ASSIGNMENT: Once you have read the entries, copy all of them exactly.

INFORMATION SUPPLIED:
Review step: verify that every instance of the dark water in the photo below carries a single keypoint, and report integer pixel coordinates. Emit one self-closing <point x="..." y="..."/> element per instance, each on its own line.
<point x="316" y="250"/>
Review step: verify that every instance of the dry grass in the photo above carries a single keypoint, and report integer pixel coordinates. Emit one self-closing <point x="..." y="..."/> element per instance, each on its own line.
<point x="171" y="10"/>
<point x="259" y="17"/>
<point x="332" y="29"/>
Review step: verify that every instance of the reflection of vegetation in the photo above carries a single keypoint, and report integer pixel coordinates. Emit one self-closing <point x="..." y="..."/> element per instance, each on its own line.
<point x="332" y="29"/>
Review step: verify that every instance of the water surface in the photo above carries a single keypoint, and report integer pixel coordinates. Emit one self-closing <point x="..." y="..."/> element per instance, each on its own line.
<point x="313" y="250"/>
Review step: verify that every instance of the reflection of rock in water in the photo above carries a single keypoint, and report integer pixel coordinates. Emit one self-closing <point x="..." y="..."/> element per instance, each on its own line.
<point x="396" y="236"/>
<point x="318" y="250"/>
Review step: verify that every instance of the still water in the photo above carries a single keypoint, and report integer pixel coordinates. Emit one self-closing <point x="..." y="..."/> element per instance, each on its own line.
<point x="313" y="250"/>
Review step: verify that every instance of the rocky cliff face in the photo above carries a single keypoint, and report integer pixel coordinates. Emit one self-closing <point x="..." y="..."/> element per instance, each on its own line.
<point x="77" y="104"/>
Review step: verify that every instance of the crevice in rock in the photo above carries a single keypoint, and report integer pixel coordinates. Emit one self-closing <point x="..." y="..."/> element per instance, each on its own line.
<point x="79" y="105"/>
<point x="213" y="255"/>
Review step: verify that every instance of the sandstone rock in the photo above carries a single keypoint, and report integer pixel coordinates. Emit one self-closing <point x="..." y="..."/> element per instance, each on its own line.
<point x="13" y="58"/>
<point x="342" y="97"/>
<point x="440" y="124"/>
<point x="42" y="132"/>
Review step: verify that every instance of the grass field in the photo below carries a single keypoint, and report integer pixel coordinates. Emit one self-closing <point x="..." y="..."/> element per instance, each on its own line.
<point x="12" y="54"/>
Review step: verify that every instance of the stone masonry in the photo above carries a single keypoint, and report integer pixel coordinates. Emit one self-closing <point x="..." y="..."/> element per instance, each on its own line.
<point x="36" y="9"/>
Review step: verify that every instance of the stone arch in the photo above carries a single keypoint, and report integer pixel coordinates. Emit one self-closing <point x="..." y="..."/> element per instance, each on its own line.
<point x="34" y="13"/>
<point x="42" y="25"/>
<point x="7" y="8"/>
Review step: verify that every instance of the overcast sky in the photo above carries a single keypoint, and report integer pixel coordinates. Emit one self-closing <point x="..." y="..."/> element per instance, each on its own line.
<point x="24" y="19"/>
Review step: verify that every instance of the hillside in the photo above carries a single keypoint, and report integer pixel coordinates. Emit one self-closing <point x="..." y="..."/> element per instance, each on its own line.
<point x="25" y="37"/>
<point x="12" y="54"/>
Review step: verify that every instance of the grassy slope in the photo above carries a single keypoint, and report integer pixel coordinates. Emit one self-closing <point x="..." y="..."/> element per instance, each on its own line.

ANSWER FOR THE TASK:
Review step: verify that every instance of the dark water in the photo below carries a single keypoint, and report integer pixel coordinates. Emit one self-closing <point x="..." y="..."/> element per instance, each on its own line.
<point x="316" y="250"/>
Review step: verify that every instance of the dry grass in the photo above carries a single keypoint, and report integer pixel coordinates. Emit one self-closing <point x="..." y="..."/> element per instance, each on its own line.
<point x="171" y="10"/>
<point x="259" y="17"/>
<point x="332" y="29"/>
Review step: verify that every instance of the reflection of vegetation in the photo above carries a single keypoint, and report integer pixel coordinates. Emit one self-closing <point x="..." y="..."/> element per instance, each on its own line.
<point x="332" y="29"/>
Review step: verify that every instance of the water surface in the photo above carries a single keypoint, and report integer pixel coordinates. Emit one self-closing <point x="..." y="..."/> element per instance, each on its own line.
<point x="313" y="250"/>
Review step: verify that every instance of the reflection of rock in water in the photo above carries a single keypoint, and report integer pixel coordinates. Emit one self-closing <point x="..." y="..."/> element per instance, each on its own line.
<point x="396" y="236"/>
<point x="318" y="250"/>
Review step: verify that every instance of the still water in the photo above carries a single keypoint, and report integer pixel coordinates. Emit one self-closing <point x="..." y="..."/> element per instance, each on its own line.
<point x="313" y="250"/>
Review step: verify that every instance of the rocky cliff face in the photo above carries a single keypoint, and report integer pixel coordinates. Emit one self-closing <point x="..." y="..."/> element per instance, each on its own line.
<point x="77" y="104"/>
Review step: verify that every instance of the crevice in rock in the photo above carries a single keypoint, and report integer pixel coordinates. Emit one self-closing <point x="..." y="..."/> element per instance, each on its own line.
<point x="79" y="105"/>
<point x="213" y="255"/>
Review step: verify that every instance of the sandstone rock in the photo above carries a single keypoint, and report integer pixel coordinates. Emit one self-closing <point x="..." y="..."/> element per instance, each on its own line.
<point x="13" y="58"/>
<point x="342" y="97"/>
<point x="440" y="124"/>
<point x="42" y="132"/>
Review step: verify that every instance of the grass field in the photo below carries a single keypoint, and report integer pixel coordinates. Emit one self-closing <point x="..." y="..."/> element per instance, each on its own line.
<point x="12" y="54"/>
Review step: verify that every instance of the stone masonry in the photo above carries a single keypoint, and report integer pixel coordinates. Emit one self-closing <point x="..." y="..."/> element per instance, each on its own line.
<point x="36" y="9"/>
Review step: verify that every instance of the stone arch in the photo above carries a single keypoint, and report integer pixel coordinates. Emit one self-closing <point x="..." y="..."/> element per instance, each on its own line.
<point x="34" y="13"/>
<point x="42" y="25"/>
<point x="7" y="8"/>
Review step: verify that every instance of the overcast sky in the photo above carries a single keypoint, and report integer pixel coordinates. Emit one self-closing <point x="..." y="..."/> element per instance, each on its own line.
<point x="24" y="19"/>
Review step: verify that every instance of the hillside in the photo above carries a single keypoint, and report integer pixel coordinates. Emit one self-closing <point x="..." y="..."/> element per instance, each on its own line.
<point x="25" y="37"/>
<point x="12" y="54"/>
Review step: verify that every instance of the grassy slope in the photo above carries a single keypoint, and report integer pixel coordinates. Emit one self-closing <point x="..." y="..."/> element per instance, each on its own line.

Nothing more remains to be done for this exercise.